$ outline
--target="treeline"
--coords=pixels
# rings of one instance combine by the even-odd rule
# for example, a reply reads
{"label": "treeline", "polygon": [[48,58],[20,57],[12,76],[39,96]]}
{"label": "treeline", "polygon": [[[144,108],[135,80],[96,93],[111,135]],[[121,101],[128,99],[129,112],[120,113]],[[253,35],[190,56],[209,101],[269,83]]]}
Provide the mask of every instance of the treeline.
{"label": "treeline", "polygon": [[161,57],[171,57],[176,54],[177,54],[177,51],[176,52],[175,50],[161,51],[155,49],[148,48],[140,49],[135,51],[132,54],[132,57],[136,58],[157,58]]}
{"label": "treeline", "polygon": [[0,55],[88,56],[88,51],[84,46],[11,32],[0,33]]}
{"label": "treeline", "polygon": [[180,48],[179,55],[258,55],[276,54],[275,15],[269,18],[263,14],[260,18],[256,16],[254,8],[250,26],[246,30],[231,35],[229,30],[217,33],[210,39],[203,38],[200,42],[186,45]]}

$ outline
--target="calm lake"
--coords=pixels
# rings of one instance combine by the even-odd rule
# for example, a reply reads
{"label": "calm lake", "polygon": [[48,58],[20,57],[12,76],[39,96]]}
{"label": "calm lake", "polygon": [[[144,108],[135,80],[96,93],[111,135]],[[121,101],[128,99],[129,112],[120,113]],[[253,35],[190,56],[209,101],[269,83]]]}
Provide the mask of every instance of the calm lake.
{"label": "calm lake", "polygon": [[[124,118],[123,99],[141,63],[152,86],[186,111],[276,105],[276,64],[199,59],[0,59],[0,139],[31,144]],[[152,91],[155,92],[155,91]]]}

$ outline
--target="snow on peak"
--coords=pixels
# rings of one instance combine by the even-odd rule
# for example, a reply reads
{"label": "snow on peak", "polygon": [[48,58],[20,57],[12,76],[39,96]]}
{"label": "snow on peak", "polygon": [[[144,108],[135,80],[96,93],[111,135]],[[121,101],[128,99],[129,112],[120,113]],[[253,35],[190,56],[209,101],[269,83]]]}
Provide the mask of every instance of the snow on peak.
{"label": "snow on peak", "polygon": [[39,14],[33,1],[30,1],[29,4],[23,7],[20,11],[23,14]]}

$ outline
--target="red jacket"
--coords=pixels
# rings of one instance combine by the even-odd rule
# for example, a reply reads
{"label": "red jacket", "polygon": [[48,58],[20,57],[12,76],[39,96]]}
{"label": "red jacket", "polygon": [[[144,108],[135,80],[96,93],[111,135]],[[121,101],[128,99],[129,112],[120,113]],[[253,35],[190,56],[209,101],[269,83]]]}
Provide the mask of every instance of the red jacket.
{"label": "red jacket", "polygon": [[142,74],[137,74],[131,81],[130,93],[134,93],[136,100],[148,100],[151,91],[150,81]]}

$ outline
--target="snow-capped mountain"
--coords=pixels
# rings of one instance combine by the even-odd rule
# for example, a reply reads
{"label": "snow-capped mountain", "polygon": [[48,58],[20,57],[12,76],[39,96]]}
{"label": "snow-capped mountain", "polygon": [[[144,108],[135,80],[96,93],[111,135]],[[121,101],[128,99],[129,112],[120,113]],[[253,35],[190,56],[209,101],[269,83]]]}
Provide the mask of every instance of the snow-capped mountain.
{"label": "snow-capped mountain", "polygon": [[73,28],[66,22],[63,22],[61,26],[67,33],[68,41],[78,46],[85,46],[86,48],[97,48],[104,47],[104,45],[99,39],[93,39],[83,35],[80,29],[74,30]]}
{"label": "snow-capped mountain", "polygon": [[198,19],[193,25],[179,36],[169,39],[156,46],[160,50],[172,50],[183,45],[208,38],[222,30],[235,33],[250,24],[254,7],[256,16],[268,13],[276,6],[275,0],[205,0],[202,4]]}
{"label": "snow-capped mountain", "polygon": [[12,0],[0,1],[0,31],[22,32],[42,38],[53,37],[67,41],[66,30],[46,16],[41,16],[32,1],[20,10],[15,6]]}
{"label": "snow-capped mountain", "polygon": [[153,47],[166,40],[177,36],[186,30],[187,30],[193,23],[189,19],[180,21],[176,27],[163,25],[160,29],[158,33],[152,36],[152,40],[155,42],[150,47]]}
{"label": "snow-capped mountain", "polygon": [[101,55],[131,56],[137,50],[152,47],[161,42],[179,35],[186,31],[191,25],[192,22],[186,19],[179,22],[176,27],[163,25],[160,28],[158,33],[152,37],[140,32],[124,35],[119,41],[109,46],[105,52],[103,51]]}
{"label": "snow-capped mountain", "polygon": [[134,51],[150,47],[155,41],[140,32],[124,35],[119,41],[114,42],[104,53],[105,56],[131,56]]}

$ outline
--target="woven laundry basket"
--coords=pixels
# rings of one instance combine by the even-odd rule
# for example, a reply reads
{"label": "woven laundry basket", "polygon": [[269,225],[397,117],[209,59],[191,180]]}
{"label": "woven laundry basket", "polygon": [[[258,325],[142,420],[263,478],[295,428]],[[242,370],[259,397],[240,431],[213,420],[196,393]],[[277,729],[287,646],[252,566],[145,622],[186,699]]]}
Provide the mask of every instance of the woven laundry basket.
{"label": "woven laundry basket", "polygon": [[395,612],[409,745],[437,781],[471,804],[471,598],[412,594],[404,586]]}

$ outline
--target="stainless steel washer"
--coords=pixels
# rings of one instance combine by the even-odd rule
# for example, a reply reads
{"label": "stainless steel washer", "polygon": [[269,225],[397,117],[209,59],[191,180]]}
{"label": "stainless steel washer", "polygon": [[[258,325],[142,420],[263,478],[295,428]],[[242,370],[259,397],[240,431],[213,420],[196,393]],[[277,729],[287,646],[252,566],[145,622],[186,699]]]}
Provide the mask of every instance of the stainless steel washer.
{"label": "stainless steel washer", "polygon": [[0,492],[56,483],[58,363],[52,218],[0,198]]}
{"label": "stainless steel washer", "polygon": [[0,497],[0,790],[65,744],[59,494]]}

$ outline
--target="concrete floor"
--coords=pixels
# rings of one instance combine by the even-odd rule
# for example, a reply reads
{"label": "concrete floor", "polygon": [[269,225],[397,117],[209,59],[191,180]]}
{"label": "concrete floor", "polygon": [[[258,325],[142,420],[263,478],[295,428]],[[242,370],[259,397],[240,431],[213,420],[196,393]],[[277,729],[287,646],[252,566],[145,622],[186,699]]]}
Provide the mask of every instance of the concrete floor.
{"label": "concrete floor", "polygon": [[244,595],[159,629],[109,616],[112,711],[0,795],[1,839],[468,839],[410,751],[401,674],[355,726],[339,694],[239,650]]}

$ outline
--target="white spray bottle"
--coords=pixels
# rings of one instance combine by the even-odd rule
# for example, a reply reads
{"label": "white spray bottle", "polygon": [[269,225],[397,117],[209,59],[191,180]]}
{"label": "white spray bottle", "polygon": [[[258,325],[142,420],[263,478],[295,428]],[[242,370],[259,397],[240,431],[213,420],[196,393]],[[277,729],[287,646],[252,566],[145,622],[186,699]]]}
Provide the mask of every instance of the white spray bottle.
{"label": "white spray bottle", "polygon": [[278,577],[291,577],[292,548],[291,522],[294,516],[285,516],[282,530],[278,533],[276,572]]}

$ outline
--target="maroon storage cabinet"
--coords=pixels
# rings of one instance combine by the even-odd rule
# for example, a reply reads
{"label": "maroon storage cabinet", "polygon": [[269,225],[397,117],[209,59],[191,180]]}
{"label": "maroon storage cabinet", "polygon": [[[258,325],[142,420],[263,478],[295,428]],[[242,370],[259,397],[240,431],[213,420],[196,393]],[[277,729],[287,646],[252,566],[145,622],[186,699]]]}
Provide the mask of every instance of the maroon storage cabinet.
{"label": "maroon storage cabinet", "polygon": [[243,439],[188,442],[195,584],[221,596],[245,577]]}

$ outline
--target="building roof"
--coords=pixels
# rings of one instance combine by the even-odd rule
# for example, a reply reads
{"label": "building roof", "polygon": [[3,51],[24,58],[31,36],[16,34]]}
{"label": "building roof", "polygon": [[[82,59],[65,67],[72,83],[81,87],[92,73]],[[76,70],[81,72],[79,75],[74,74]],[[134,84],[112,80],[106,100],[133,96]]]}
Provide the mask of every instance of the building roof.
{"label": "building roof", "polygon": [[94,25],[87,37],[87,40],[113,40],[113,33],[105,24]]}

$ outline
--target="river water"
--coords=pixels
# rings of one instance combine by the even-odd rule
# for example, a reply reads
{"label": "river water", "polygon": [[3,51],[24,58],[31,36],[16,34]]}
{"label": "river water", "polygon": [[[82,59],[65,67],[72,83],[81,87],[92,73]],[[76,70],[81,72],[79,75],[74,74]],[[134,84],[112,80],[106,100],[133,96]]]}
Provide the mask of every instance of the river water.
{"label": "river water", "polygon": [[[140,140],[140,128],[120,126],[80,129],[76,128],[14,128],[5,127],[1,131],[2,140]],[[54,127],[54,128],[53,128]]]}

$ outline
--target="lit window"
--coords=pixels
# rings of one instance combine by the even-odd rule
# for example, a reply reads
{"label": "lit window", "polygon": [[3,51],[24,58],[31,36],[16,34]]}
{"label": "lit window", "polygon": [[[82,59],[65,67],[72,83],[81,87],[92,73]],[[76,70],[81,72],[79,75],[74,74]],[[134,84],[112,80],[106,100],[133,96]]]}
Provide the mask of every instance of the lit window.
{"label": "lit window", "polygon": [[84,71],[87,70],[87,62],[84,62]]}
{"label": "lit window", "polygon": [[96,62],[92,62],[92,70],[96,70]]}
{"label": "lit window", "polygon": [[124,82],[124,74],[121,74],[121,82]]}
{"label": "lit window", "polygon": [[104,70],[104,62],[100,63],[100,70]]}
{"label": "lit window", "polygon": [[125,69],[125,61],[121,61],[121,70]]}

--------------------------------------------------

**WORK TO BE COMPLETED**
Repeat the records from the start through the line containing "Provide the mask of every instance of the treeline.", both ends included.

**PROBLEM SOLUTION**
$ outline
--target="treeline"
--coords=pixels
# rings of one instance combine by the even-odd rule
# for example, a reply reads
{"label": "treeline", "polygon": [[48,58],[20,57],[12,76],[39,96]]}
{"label": "treeline", "polygon": [[[144,108],[135,80],[96,93],[111,135]],[[121,101],[128,99],[129,112],[120,113]],[[253,35],[190,56],[209,101],[269,83]]]}
Provide the mask of every instance of the treeline.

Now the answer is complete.